■ **Tarefa curta**
Prossiga a notícia sobre os protestos no Cazaquistão a partir da última frase apresentada.

■ **Bloco de texto**
□ □ □ □ □ □ □
Presidente do Cazaquistão manda ‘atirar para matar’ manifestantes
O presidente do Cazaquistão, Kassim-Jomart Tokaiev, afirmou nesta sexta (7) que deu ordem para “atirar…
O presidente do Cazaquistão, Kassim-Jomart Tokaiev, afirmou nesta sexta (7) que deu ordem para “atirar para matar sem aviso prévio” qualquer manifestante que proteste contra seu governo, como forma de tentar encerrar a crise que engolfou a ex-república soviética nesta semana.
Desde domingo (2), atos contra aumento no preço de um combustível usado no país, o GLP (gás liquefeito de petróleo), espiralaram para uma revolta nacional. Segundo o governo, 26 ativistas, chamados por ele de “bandidos terroristas”, foram mortos, além de 18 policiais.
O número de feridos é incerto, mas deve passar de mil. Na quarta (5), dia em que o caldo entornou com ataques a prédios públicos e invasões nas principais cidades do país, inclusive a maior, Almati, o governo desligou a infraestrutura da internet e da telefonia móvel.
Assim, os relatos de violência são muito esparsos e confusos. Nesta noite de quinta para sexta, a agência russa Tass reportou tiroteios em Almati, por exemplo, mas aparentemente não há mais as cenas de descontrole com multidão na rua pelo país.
“Terroristas continuam destruindo propriedade e usando armas contra civis. Eu dei a ordem para forças de segurança de atirar para matar sem aviso prévio”, disse Tokaiev em um pronunciamento na TV estatal.
Ele insistiu que ouviria as “demandas pacíficas”, lembrando que mandou congelar os preços dos combustíveis por seis meses, mas que não negociaria com terroristas. “Estamos lidando com bandidos armados e treinados, localmente e no exterior. Eles têm de ser destruídos, e o serão brevemente”, afirmou.
□ □ □ □ □ □ □
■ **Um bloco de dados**
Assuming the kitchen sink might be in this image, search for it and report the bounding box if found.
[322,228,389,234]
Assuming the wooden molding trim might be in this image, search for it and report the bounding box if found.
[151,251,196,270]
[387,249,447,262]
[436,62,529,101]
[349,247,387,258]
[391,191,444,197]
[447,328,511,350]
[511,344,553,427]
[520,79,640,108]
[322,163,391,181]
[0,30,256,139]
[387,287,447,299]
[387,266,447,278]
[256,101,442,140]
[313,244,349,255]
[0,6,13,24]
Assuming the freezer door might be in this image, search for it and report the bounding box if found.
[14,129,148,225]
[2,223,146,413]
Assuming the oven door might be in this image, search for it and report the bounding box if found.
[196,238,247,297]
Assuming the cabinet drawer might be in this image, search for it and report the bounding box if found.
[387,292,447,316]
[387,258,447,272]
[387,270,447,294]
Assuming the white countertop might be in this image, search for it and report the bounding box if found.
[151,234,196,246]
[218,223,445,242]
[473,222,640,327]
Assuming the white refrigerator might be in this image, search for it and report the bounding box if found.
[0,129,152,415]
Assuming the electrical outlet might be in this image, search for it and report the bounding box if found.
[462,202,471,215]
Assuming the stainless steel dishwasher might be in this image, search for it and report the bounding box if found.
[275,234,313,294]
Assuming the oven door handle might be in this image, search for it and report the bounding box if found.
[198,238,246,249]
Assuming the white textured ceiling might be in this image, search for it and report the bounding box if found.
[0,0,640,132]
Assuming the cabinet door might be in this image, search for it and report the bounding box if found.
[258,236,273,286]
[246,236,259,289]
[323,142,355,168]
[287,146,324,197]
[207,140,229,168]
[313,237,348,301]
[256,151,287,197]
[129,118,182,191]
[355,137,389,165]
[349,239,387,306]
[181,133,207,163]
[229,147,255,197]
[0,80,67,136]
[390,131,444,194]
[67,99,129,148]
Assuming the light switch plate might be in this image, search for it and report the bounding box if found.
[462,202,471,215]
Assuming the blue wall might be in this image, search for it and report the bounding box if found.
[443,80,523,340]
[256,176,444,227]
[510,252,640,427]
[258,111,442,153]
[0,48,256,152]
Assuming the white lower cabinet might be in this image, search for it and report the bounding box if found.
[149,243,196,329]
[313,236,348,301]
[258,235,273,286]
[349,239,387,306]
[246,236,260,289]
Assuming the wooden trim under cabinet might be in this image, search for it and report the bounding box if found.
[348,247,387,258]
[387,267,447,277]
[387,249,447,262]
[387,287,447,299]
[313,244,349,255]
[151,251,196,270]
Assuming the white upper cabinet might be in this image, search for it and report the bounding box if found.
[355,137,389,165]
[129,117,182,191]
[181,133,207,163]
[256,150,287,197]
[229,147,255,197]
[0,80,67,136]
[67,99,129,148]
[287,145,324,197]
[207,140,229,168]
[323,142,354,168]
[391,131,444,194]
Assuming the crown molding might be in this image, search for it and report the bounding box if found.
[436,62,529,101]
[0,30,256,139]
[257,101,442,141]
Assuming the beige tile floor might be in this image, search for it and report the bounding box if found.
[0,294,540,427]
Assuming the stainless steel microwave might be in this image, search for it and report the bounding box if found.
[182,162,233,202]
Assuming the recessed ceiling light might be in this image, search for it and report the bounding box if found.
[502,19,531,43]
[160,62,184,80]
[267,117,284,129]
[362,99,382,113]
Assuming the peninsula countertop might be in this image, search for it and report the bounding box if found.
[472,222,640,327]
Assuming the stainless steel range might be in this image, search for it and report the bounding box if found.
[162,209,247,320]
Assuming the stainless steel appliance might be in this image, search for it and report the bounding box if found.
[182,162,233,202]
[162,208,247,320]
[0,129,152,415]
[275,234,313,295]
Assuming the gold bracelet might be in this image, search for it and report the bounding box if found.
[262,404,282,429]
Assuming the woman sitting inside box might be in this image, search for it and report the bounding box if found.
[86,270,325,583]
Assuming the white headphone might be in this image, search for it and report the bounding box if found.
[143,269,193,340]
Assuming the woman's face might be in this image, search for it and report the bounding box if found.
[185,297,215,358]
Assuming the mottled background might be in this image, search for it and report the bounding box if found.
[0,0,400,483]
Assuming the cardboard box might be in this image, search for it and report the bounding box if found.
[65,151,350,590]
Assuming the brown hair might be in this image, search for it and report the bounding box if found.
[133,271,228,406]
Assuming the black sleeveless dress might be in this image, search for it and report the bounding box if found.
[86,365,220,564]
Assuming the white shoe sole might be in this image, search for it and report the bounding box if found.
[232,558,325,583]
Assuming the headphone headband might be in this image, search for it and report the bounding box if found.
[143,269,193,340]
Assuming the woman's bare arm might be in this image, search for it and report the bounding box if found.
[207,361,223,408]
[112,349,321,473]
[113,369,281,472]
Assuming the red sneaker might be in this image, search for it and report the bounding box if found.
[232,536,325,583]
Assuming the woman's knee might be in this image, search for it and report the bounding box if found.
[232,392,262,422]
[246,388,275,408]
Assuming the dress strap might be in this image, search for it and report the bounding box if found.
□ □ □ □ □ □ □
■ **Resultado do exercício**
Tokaiev agradeceu o presidente Vladimir Putin, da Rússia, por ter atendido seu pedido de ajuda e organizado a primeira missão militar da OTSC (Organização do Tratado de Segurança Coletivo), uma aliança militar de países ex-soviéticos criada em 1999 por Moscou que nunca tinha tido maior valia prática.
Cerca de 2.500 soldados, a maioria russos mas também de países como Belarus e Armênia, devem desembarcar entre sexta e sábado no Cazaquistão para apoiar o governo —as primeiras tropas começaram a ser deslocadas na quinta, um dia depois do pedido de Tokaiev.
Eles deverão auxiliar diretamente a proteger a infraestrutura energética do país, produtor relevante de petróleo e gás, onde há grande participação de empresas americanas. O país também é o maior exportador de urânio no mundo, e a interrupção da internet prejudicou o mercado de bitcoins, já que o Cazaquistão concentra 18% da chamada mineração da moeda virtual.
Para Putin, que começa nesta sexta a enfrentar uma batalha diplomática acerca de seu envio de 100 mil homens às fronteiras ucranianas para forçar Kiev a negociar uma solução para a guerra civil no leste do país e tentar evitar que o vizinho adira à Otan (clube militar ocidental), a crise trouxe risco e oportunidade.
Risco porque a situação pode sair do controle, desgastando Moscou e dividindo sua atenção no momento chave da crise europeia. Mas é uma oportunidade porque uma solução rápida consolidará mais um aliado sob sua firme influência, como ocorreu na crise da Belarus de 2020, e uma posição de força ante o Ocidente.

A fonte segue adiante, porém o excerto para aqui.